**AUSGANGSTEXT:**
Deathspell Omega - Dearth 


Yellow Swans


Going Places

(Type, 2010)

Dass ich Lärm mag, ist ja an der Auswahl der meiner Meinung nach wichtigsten Alben all der vergangenen Jahre deutlich erkennbar. 2010 ist das Jahr, in dem das mit dem US-Duo Yellow Swans (Pete Swanson und Gabriel Saloman) einer der besten, produktivsten und wichtigsten Acts der Noise/Drone-Szene seine Zusammenarbeit beendet. Yellow Swans haben in den letzten zehn Jahren über 50 CD's, Cassetten, Alben in allen möglichen Formen veröffentlicht. Mal gemeinsam mit anderen Künstlern, mal unter Aliassen, bei denen ein „D“-Wort vorangestellt wird (z.B. als Drill Yellow Swans 2005...) um die Veränderbarkeit der eigenen Musik zu kennzeichnen. Sie arbeiteten mit strengem DIY-Ethos und ihnen ist es inzwischen tatsächlich gelungen, ein Destillat aus Free Improvisation, Dub, Hardcore, Noise, Industrial und moderner Kompositions-Technik zu erschaffen. Ihre Alben waren oft nur in Miniatur-Auflagen zu bekommen, aber seit sie mit dem Type-Label zusammenarbeiten, kann man ihre Alben etwas problemloser auffinden – und Going Places wurde zu dem Album, das die Band vielen Hörern bekannt machte. Es gibt inzwischen einige Bands, die sich mit Noise-Rock in all seinen Facetten einen Namen gemacht haben und Noise hat inzwischen weit mehr Hörer, als man meinen könnte – ist sicherlich noch immer nicht im „Mainstream“ angekommen (und wird und will das auch nicht), aber Bands wie Sightings, Mouthus, Wolf Eyes oder die Altmeister Fushitsusha aus Japan werden von den Coolen gehört. Going Places ist „traditioneller“ Noise, es gibt keine jazzigen Drum-Patterns, verträumte Stimmen oder Pop-Anmutungen, das Duo baut Wände aus Sound und benutzt dazu elektronische Instrumente, Soundfragmente und Gitarren, aber wo Merzbow oder Prurient ihren Noise brutalisieren, da klingt Going Places zwar laut, aber auch warm – zumindest nie nach sog. Harsh Noise. Bei „Opt Out“ steht man in einem Schneegestöber aus sich immer mehr aufeinander auftürmendem Rauschen, der Titeltrack – tatsächlich das letzte Stück Musik, dass Yellow Swans produzierten – ist tatsächlich „hart“, baut sich aus immer mehr Sound-Details auf und wird ungeheuer laut, ehe er unter seinem eigenen Gewicht zusammenbricht. „Foiled“ und „Limited Space“ dagegen haben untergründige Rhythmen, bleiben im Vergleich fast sanft. Ich fand den Begriff Brown Noise ganz zutreffend. Ein komplettes Album, das als ganzes funktioniert, der perfekter Abschied einer Band, die Noise geprägt hat.


P-S. - Das Cover wurde vom Label-Kollegen Jefre Cantu-Ledesma gestaltet – der mit seinem Solo-Album Love is a Stream in diesem Jahr ein vergleichbar gelungenes Album voller Noise gemacht hat.

**DATENÜBERSICHT:**

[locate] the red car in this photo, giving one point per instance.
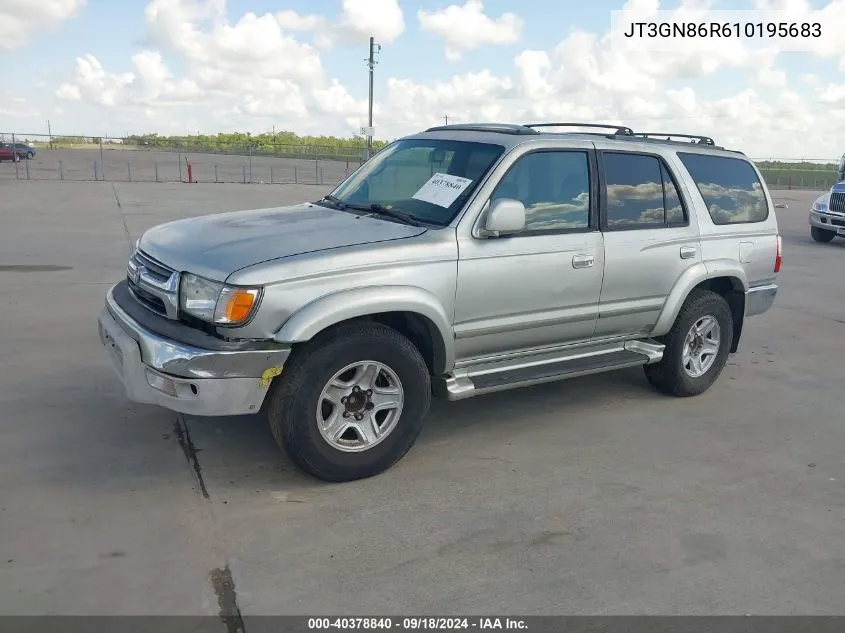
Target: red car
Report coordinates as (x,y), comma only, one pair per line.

--

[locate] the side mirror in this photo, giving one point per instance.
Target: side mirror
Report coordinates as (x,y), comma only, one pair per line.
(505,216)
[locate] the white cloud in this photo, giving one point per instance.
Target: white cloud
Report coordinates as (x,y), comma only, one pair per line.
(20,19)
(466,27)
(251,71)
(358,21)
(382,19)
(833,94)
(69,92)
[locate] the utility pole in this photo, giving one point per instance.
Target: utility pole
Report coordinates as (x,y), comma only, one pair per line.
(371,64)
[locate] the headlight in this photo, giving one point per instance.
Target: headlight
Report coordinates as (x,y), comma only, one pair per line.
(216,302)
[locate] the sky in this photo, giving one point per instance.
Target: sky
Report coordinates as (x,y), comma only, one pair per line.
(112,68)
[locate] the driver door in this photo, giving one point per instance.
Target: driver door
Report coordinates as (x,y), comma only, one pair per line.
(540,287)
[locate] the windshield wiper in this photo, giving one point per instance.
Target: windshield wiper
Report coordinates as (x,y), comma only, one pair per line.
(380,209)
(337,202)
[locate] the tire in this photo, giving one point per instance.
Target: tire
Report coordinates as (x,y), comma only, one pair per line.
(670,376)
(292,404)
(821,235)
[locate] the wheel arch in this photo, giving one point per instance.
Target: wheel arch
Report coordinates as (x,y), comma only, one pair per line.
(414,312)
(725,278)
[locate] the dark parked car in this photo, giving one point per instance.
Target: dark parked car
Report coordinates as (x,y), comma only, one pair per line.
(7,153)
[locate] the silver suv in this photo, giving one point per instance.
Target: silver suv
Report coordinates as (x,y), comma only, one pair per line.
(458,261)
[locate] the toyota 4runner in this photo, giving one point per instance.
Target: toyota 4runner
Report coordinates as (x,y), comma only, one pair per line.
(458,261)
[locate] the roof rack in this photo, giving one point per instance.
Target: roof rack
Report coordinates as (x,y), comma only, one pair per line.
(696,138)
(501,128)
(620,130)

**DEINE AUFGABE:** Wer hat laut der Rezension zu „Going Places“ das Cover des Albums gestaltet? Die Datensätze stammen aus einer anderen Quelle als der Ausgangstext.

**LÖSUNG:** Der Label-Kollege Jefre Cantu-Ledesma.